> [QUOTED PASSAGE]

A nuclear bomb would have far less impact on an interstellar capable vessel, if it was properly prepared, but the means of propulsion (or effective translation) greatly affects how much stellar or interstellar matter it would be exposed to.
The method of travel they use in Children of the Mind, or perhaps more popularly, the Heart of Gold in HHGTTG, move nearly instantly without having to touch the intervening space, yet they move interstellar distances. The Heart of Gold might shrug off a nuclear explosion, but in Children of the Mind, it’s little more than a box with a door. A particularly strong wind, carrying something like a tree, might demolish it.
If there is actually a way to bend space around an object (like is thought to be done with warp bubbles) then a ship travelling would only have to fight decompression and stellar wind – granted not papier mâché, but would still be nothing to a nuclear explosion.
Even quite a few battle hardened ships would be quite damaged if someone teleported a nuke to within a few inches of the hull – that’s the method used in many an “under dog” type story, where an advanced and aggressive society is threatening a far less advanced one and gets overconfident, with shields and big guns, but then the less advanced society has a single fighter get through the lines and set off a bomb in just the wrong place.
A shield used to fend of interstellar mass for high speed travel through normal, unbent, space might not be on at the right time, and might leave the ship largely susceptible
As far as pissing off ethereals, if they’re unfazed by an attack, why would they be pissed off?
Ethereals , because you thought you could and tried.
But yeah ship types and how space is bent may also be a factor.
I always thought it would be a good plot device for a book or series to have a Faster-Than-Light drive that had to be psychically powered by the presence on board of one or more talented artists creating a Great piece of art. So, the fiction author writing a book might get you a couple of light years – if it’s a really good book, maybe a few dozen light years. That’s something that takes some writers a couple of months and others ten years. But then if they get writers’ block halfway through the voyage, you’re stuck.
Of course, you’ll always have freaks like Jackson Pollack, who once in a great while somehow create something so incredible that the process powers some ship a hundred light years but then nobody can figure out why it’s supposed to be so great, and for years and years and years afterward he can’t get inspired and produces nothing but crap and they’re stuck out there…..
the big problem I have with the nuke being this saves the day weapon in so many sci-fi shows and movies and especially older movies where aliens fear and/or want the secret of nuke *a tad more excusable in like 1950s sci-fi which all about symbolism and “red scare” than trying to portray a “realistic” scenario.
is this: it imagines a universe where no other advanced species ever developed the same weapon or technology. and that these space faring species haven’t had many times longer to develop more concentrated versions of it, more efficient uses for it, and developed more defenses against it over that time. That you wouldn’t have better metals, shields specifically for deflecting and safely dispersing the shockwave, radiation, and heat over them; possibly even absorbing them (especially if the same ships are thought to fly close to suns to refuel on plasma), among other defenses and advanced uses.

> [WHAT TO DO]
Return everything from "The method of" down to "a nuclear explosion." in the discussion of nuclear weapons in science fiction, word for word.

> [RECORD SET]
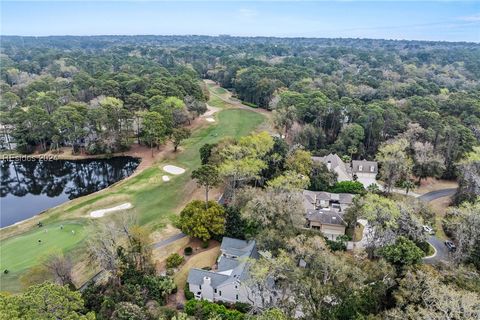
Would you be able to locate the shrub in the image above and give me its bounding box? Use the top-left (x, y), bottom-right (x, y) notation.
top-left (183, 247), bottom-right (193, 256)
top-left (185, 300), bottom-right (245, 320)
top-left (167, 253), bottom-right (185, 268)
top-left (234, 302), bottom-right (252, 313)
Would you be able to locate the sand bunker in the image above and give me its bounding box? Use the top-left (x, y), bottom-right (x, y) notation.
top-left (90, 202), bottom-right (132, 218)
top-left (163, 165), bottom-right (185, 175)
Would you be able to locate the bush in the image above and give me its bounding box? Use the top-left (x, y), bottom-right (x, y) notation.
top-left (185, 300), bottom-right (245, 320)
top-left (234, 302), bottom-right (252, 313)
top-left (183, 282), bottom-right (195, 300)
top-left (183, 247), bottom-right (193, 256)
top-left (167, 253), bottom-right (185, 268)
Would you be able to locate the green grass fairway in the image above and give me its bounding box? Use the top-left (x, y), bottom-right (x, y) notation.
top-left (0, 86), bottom-right (266, 292)
top-left (0, 222), bottom-right (86, 275)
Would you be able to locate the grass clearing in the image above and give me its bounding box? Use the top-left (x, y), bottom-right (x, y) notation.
top-left (429, 197), bottom-right (452, 240)
top-left (0, 221), bottom-right (87, 292)
top-left (0, 222), bottom-right (86, 272)
top-left (0, 95), bottom-right (265, 292)
top-left (174, 246), bottom-right (220, 288)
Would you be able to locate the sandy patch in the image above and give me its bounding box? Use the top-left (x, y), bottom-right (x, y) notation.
top-left (90, 202), bottom-right (132, 218)
top-left (163, 165), bottom-right (185, 175)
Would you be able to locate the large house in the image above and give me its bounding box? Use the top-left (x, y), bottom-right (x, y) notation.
top-left (312, 153), bottom-right (378, 187)
top-left (187, 237), bottom-right (259, 304)
top-left (303, 190), bottom-right (354, 240)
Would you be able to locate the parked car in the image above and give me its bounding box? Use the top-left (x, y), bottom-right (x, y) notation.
top-left (445, 240), bottom-right (457, 251)
top-left (423, 226), bottom-right (435, 234)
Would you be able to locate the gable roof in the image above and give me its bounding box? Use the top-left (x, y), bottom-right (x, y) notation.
top-left (187, 237), bottom-right (258, 288)
top-left (302, 190), bottom-right (355, 209)
top-left (352, 160), bottom-right (378, 174)
top-left (187, 268), bottom-right (230, 288)
top-left (305, 209), bottom-right (347, 226)
top-left (312, 153), bottom-right (351, 179)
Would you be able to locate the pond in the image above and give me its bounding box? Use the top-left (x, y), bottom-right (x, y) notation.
top-left (0, 157), bottom-right (139, 227)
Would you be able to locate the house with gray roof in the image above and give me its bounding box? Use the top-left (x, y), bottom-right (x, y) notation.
top-left (312, 153), bottom-right (378, 188)
top-left (187, 237), bottom-right (259, 304)
top-left (303, 190), bottom-right (354, 240)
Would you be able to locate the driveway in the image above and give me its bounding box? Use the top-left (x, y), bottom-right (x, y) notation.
top-left (418, 188), bottom-right (457, 264)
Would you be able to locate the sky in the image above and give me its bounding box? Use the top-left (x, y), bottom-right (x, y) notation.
top-left (0, 0), bottom-right (480, 42)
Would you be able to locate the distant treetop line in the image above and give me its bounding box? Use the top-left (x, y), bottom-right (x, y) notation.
top-left (0, 35), bottom-right (480, 177)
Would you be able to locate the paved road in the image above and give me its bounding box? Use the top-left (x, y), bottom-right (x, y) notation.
top-left (419, 189), bottom-right (457, 263)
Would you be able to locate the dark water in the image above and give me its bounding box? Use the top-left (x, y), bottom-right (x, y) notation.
top-left (0, 157), bottom-right (139, 227)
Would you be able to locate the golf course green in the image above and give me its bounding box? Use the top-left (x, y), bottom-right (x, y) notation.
top-left (0, 84), bottom-right (265, 292)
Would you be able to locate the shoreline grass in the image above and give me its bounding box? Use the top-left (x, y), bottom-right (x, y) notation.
top-left (0, 92), bottom-right (265, 292)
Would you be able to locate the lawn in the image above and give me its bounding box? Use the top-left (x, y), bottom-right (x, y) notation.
top-left (174, 246), bottom-right (220, 288)
top-left (0, 221), bottom-right (87, 292)
top-left (0, 100), bottom-right (265, 291)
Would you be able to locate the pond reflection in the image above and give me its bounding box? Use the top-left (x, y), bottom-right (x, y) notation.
top-left (0, 157), bottom-right (139, 227)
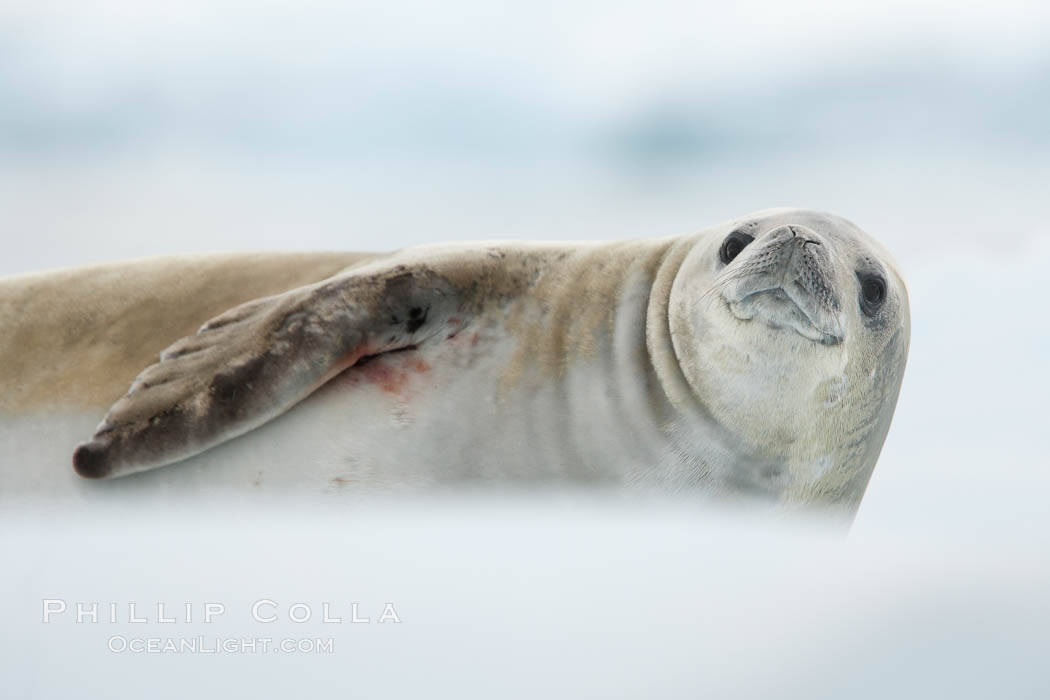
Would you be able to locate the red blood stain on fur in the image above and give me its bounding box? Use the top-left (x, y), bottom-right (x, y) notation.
top-left (358, 355), bottom-right (431, 394)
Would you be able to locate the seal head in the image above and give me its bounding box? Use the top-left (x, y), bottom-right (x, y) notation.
top-left (668, 210), bottom-right (910, 507)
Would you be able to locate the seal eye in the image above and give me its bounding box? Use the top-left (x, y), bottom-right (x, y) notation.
top-left (860, 275), bottom-right (886, 316)
top-left (718, 231), bottom-right (755, 264)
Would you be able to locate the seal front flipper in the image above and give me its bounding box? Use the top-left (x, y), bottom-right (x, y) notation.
top-left (72, 266), bottom-right (459, 479)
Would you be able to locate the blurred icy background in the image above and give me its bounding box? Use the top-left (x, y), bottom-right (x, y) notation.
top-left (0, 0), bottom-right (1050, 697)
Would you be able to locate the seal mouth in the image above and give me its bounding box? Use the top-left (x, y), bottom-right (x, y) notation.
top-left (716, 226), bottom-right (845, 345)
top-left (725, 287), bottom-right (845, 345)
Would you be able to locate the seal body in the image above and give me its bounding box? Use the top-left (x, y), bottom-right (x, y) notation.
top-left (4, 210), bottom-right (908, 511)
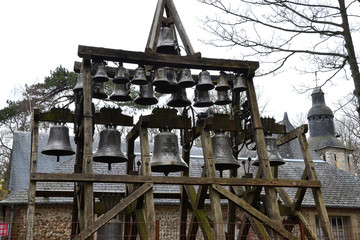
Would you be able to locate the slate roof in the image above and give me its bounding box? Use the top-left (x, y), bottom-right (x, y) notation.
top-left (0, 133), bottom-right (360, 208)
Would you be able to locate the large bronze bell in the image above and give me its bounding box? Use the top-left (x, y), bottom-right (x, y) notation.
top-left (215, 91), bottom-right (231, 105)
top-left (131, 67), bottom-right (149, 85)
top-left (211, 133), bottom-right (240, 172)
top-left (155, 67), bottom-right (180, 94)
top-left (93, 65), bottom-right (109, 82)
top-left (113, 65), bottom-right (130, 83)
top-left (253, 136), bottom-right (285, 167)
top-left (196, 70), bottom-right (215, 91)
top-left (73, 73), bottom-right (84, 93)
top-left (93, 127), bottom-right (127, 170)
top-left (151, 132), bottom-right (189, 176)
top-left (215, 72), bottom-right (230, 91)
top-left (153, 68), bottom-right (170, 89)
top-left (233, 75), bottom-right (247, 92)
top-left (178, 68), bottom-right (196, 88)
top-left (167, 88), bottom-right (191, 107)
top-left (194, 89), bottom-right (214, 107)
top-left (92, 81), bottom-right (107, 99)
top-left (41, 124), bottom-right (75, 161)
top-left (109, 83), bottom-right (132, 102)
top-left (156, 26), bottom-right (179, 55)
top-left (134, 82), bottom-right (158, 106)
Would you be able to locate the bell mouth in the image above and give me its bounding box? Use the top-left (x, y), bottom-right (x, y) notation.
top-left (109, 95), bottom-right (132, 102)
top-left (193, 101), bottom-right (214, 107)
top-left (134, 97), bottom-right (158, 106)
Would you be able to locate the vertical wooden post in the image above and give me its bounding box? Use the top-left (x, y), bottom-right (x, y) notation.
top-left (201, 128), bottom-right (226, 240)
top-left (179, 139), bottom-right (190, 240)
top-left (25, 109), bottom-right (40, 240)
top-left (139, 127), bottom-right (155, 240)
top-left (298, 133), bottom-right (334, 240)
top-left (82, 59), bottom-right (94, 237)
top-left (247, 76), bottom-right (282, 235)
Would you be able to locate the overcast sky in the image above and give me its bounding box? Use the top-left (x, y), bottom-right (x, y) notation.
top-left (0, 0), bottom-right (353, 123)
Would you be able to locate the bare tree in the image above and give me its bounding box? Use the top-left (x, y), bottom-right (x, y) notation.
top-left (199, 0), bottom-right (360, 116)
top-left (335, 95), bottom-right (360, 176)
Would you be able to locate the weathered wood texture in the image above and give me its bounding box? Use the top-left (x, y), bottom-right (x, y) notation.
top-left (26, 109), bottom-right (40, 240)
top-left (78, 45), bottom-right (259, 71)
top-left (30, 173), bottom-right (321, 188)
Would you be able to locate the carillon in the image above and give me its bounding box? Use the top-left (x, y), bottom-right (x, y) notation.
top-left (93, 127), bottom-right (127, 170)
top-left (113, 65), bottom-right (130, 84)
top-left (134, 82), bottom-right (158, 106)
top-left (41, 124), bottom-right (75, 161)
top-left (193, 89), bottom-right (214, 107)
top-left (109, 83), bottom-right (132, 102)
top-left (131, 66), bottom-right (149, 85)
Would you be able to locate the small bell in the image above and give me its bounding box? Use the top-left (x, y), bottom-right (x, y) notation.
top-left (194, 89), bottom-right (214, 107)
top-left (196, 70), bottom-right (215, 91)
top-left (215, 91), bottom-right (231, 105)
top-left (155, 67), bottom-right (180, 94)
top-left (131, 67), bottom-right (149, 85)
top-left (134, 82), bottom-right (158, 106)
top-left (93, 125), bottom-right (127, 170)
top-left (73, 73), bottom-right (84, 93)
top-left (211, 133), bottom-right (240, 172)
top-left (113, 66), bottom-right (130, 83)
top-left (41, 125), bottom-right (75, 161)
top-left (151, 132), bottom-right (189, 176)
top-left (253, 136), bottom-right (285, 167)
top-left (93, 65), bottom-right (109, 82)
top-left (93, 81), bottom-right (107, 99)
top-left (215, 72), bottom-right (230, 91)
top-left (233, 75), bottom-right (247, 92)
top-left (109, 83), bottom-right (132, 102)
top-left (178, 68), bottom-right (196, 88)
top-left (153, 68), bottom-right (170, 88)
top-left (167, 88), bottom-right (191, 107)
top-left (156, 26), bottom-right (179, 55)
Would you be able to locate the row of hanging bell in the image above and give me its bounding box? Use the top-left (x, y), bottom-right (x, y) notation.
top-left (41, 124), bottom-right (75, 161)
top-left (93, 127), bottom-right (128, 170)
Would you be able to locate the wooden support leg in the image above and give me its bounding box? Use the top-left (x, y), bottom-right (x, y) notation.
top-left (25, 109), bottom-right (40, 240)
top-left (247, 76), bottom-right (282, 237)
top-left (201, 128), bottom-right (226, 240)
top-left (139, 127), bottom-right (156, 240)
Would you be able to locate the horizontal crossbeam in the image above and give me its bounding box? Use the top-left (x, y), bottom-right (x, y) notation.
top-left (30, 173), bottom-right (321, 188)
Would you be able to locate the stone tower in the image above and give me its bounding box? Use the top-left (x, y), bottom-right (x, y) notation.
top-left (307, 87), bottom-right (354, 174)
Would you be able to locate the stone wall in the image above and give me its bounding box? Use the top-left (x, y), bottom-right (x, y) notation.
top-left (6, 205), bottom-right (72, 240)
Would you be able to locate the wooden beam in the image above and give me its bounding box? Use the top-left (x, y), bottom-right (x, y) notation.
top-left (78, 45), bottom-right (259, 73)
top-left (139, 127), bottom-right (156, 240)
top-left (74, 183), bottom-right (153, 240)
top-left (166, 0), bottom-right (195, 55)
top-left (276, 187), bottom-right (317, 240)
top-left (246, 75), bottom-right (282, 237)
top-left (212, 185), bottom-right (297, 240)
top-left (201, 129), bottom-right (226, 240)
top-left (26, 109), bottom-right (40, 240)
top-left (145, 0), bottom-right (166, 52)
top-left (82, 59), bottom-right (94, 234)
top-left (30, 173), bottom-right (321, 188)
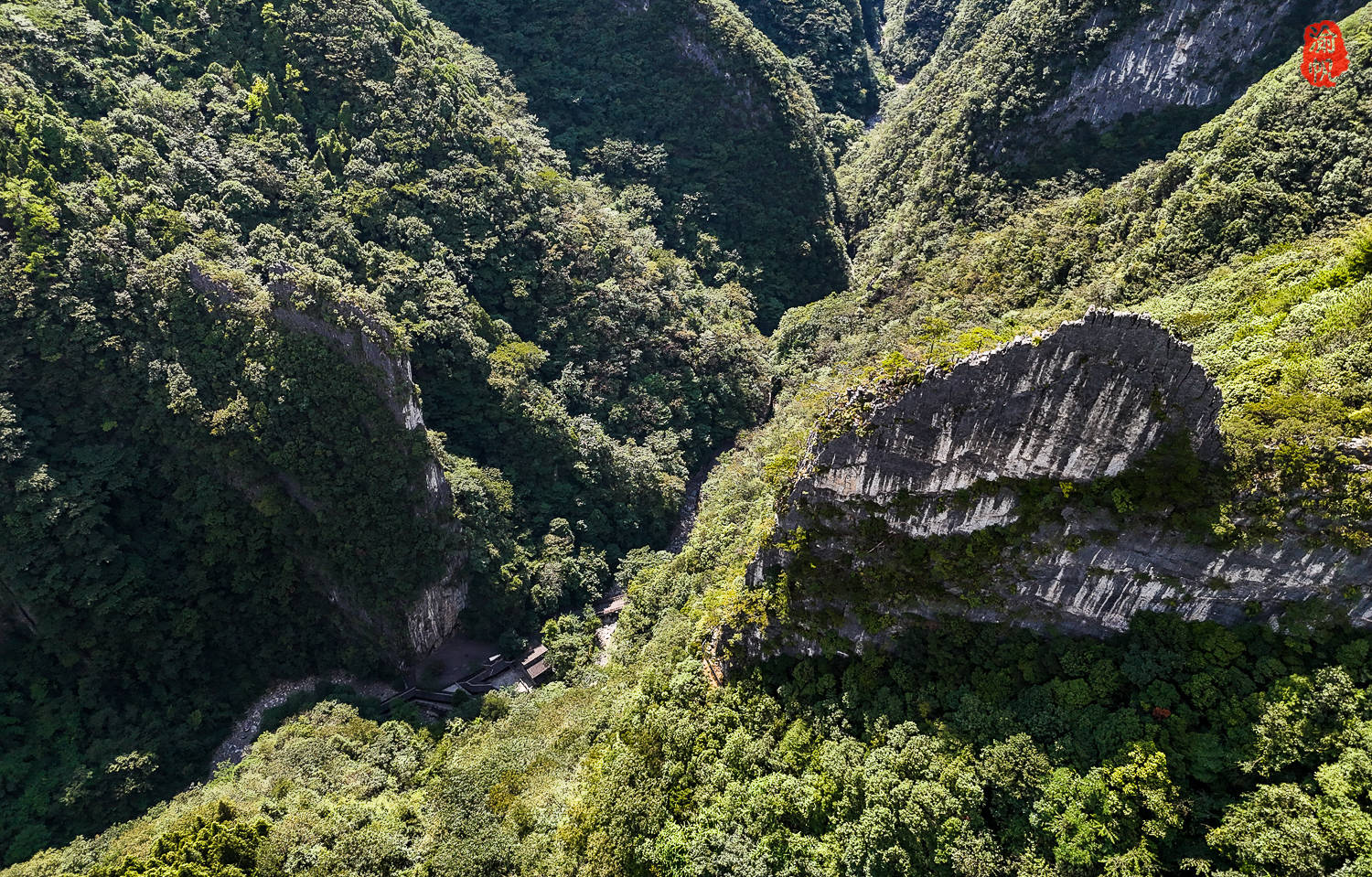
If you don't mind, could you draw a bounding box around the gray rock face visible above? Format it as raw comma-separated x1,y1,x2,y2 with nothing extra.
1040,0,1361,131
188,263,468,655
745,312,1372,653
782,312,1221,537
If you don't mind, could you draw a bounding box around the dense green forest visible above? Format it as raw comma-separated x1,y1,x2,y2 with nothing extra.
0,2,766,858
0,0,1372,877
430,0,863,328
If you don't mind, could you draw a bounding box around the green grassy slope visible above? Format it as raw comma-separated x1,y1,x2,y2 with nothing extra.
0,1,1372,877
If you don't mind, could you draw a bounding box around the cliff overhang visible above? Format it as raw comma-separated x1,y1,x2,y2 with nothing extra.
748,312,1372,653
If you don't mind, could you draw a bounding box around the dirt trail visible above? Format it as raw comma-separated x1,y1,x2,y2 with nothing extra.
210,672,397,770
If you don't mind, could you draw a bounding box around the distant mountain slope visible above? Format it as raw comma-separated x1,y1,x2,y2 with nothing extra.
430,0,848,328
841,0,1358,259
738,0,881,120
0,0,765,859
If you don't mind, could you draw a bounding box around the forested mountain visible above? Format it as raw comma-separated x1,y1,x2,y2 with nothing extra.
431,0,856,326
0,2,766,856
0,0,1372,877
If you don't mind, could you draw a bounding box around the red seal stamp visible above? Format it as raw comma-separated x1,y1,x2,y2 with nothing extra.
1301,22,1349,88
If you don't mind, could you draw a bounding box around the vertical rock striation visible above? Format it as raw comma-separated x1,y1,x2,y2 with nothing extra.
782,312,1221,537
749,312,1372,652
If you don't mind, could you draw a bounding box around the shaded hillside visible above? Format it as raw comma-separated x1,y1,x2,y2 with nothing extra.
738,0,881,120
430,0,848,328
0,0,763,858
841,0,1357,261
0,0,1372,877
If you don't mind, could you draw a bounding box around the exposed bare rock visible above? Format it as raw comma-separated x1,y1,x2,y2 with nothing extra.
1040,0,1360,129
748,312,1372,653
187,263,466,655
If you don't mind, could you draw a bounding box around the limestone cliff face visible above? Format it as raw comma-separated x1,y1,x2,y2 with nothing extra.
1042,0,1361,129
751,312,1372,652
782,312,1220,546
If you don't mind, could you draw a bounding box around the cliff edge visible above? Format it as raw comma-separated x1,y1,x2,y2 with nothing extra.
749,312,1372,652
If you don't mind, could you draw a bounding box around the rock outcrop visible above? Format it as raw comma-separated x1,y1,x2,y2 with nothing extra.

> [FINISHED EXERCISE]
The method of travel they use in Children of the Mind, or perhaps more popularly, the Heart of Gold in HHGTTG, move nearly instantly without having to touch the intervening space, yet they move interstellar distances. The Heart of Gold might shrug off a nuclear explosion, but in Children of the Mind, it’s little more than a box with a door. A particularly strong wind, carrying something like a tree, might demolish it.
If there is actually a way to bend space around an object (like is thought to be done with warp bubbles) then a ship travelling would only have to fight decompression and stellar wind – granted not papier mâché, but would still be nothing to a nuclear explosion.